Estratto del documento:
________________________

Non sempre anagraficamente più grande significa essere premiata dalla propria PA. Spesso, se metti in luce delle incongruenze, delle incompetenze o semplicemente del menefreghismo, della serie “tanto si è sempre fatto così” ne segue che diventi la/il rompiscatole che viene in modo automatico umanamente escluso/a. E’ vero quanto è scritto nell’articolo ma è comunque una visione parziale del problema.
Non sempre è un problema di età.
Si può riassumere tutto così: solitamente nella PA si individua la persona, e su quella persona si costruisce un ruolo o un incarico.
Spesso questo coincide con la questione anagrafica, ma non sempre.
Per uscire dalla mediocrazia che attanaglia la PA dovremmo cercare di individuare prima i ruoli. Cioè, cosa è strategico per il nostro Ente? Di quali competenze abbiamo davvero bisogno? E solo dopo cercare la persona giusta.
Carino l’esempio delle progressioni orizzontali. Spesso i contratti decentrati e quindi i relativi regolamenti per la progressioni sono scritti al contrario, e cioè : partiamo da un elenco di persona meritevoli della progressione (nel 99% dei casi gente prossima alla pensione) e scriviamo il regolamento in modo da accontentarli tutti. Risultato è che un giovane non vedrà una progressione prima di 20 anni di servizio… se va bene.
Il vero problema è che spesso, quasi sempre, le attribuzioni vengono effettuate per amicizia, parentela, simpatia. Chi lavora tanto a testa bassa e svolge attività di categoria superiore (pur sprovvisto di laurea) viene bypassato, quando si tratta di nomine di posizioni organizzative, da coloro che sono dei fannulloni che si rifiutano sistematicamente di lavorare ma che avendo la laurea (e anche appoggio ai “vertici”) fanno ingiustamente carriera.

________________________

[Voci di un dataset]
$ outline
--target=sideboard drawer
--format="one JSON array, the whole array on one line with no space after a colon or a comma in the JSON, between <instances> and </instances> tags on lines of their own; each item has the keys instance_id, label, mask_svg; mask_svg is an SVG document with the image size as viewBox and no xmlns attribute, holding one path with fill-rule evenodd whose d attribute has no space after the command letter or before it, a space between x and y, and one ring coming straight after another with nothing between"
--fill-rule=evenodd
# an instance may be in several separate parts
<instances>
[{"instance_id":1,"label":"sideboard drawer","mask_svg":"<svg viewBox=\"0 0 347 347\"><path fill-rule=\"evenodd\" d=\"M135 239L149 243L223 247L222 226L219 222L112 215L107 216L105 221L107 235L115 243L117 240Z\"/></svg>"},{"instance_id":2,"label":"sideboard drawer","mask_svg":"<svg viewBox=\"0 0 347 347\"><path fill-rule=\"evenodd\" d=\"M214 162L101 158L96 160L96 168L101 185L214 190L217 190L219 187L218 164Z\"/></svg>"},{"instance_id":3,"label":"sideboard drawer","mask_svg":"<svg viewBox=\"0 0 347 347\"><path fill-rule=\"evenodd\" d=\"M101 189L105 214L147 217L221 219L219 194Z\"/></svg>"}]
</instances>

________________________

Consegne dell'esercizio:
A: Nel testo sulla carriera nella PA, che cosa si dovrebbe individuare prima di cercare la persona giusta?
B: Prosegui il testo sulla carriera nella PA dopo la sua ultima frase.
Le voci provengono da una fonte diversa dal testo.

Soluzioni dell'esercizio:
A: I ruoli.

B:
Più che di mediocrità caritativa, parlerei di mediocrità politica, perchè ciò che spinge un management di una PA a proporre inadeguate “promozioni” non è un senso di “carità” ma piuttosto il senso politico, … fa parte della mia corrente, fa esattamente quello che gli dico anche se sbagliato, non mi contrasta, non mi discute, non mi …, non mi …..
Questo uso intensivo del “pronome personale” è la linea guida delle decisioni, unitamente all’arroganza della certezza che il “bene dell’Amministrazione” coincide con il “MIO” bene personale. Non esiste innovazione che possa cambiare questo stato di cose, ci possiamo solo convivere, e continuare a parlarne potrà servire solo a ridurre il fenomeno, ed è già qualcosa!
Mi trovo ampiamente in disaccordo con il modello di management qui rappresentato, soprattutto perchè non tiene conto di quell’insieme di abilità e conoscenze che si possono acquisire ESCLUSIVAMENTE con l’esperienza.
E, si badi, al contrario dell’autore non ne faccio minimamente una questione di età anagrafica, ma di anzianità di servizio.
A mio parere questo articolo rappresenta l’ennesimo tentativo interno alla PA di andare a cercare ragione di inefficienza e inefficiacia largamente diffuse in cause esotiche e estratte dalla teoria del management aziendale, Teoria che non si può applicare ad un settore, quello pubblico, in cui incentivi e disincentivi sono bizzarri e distorti.
La PA italiana funzionicchia. E ora di guardare in faccia la realtà: i mali di cui essa soffre dipendono in primis dal fatto che il reclutamento avviene per spinte e amicizie in un numero significativo di casi.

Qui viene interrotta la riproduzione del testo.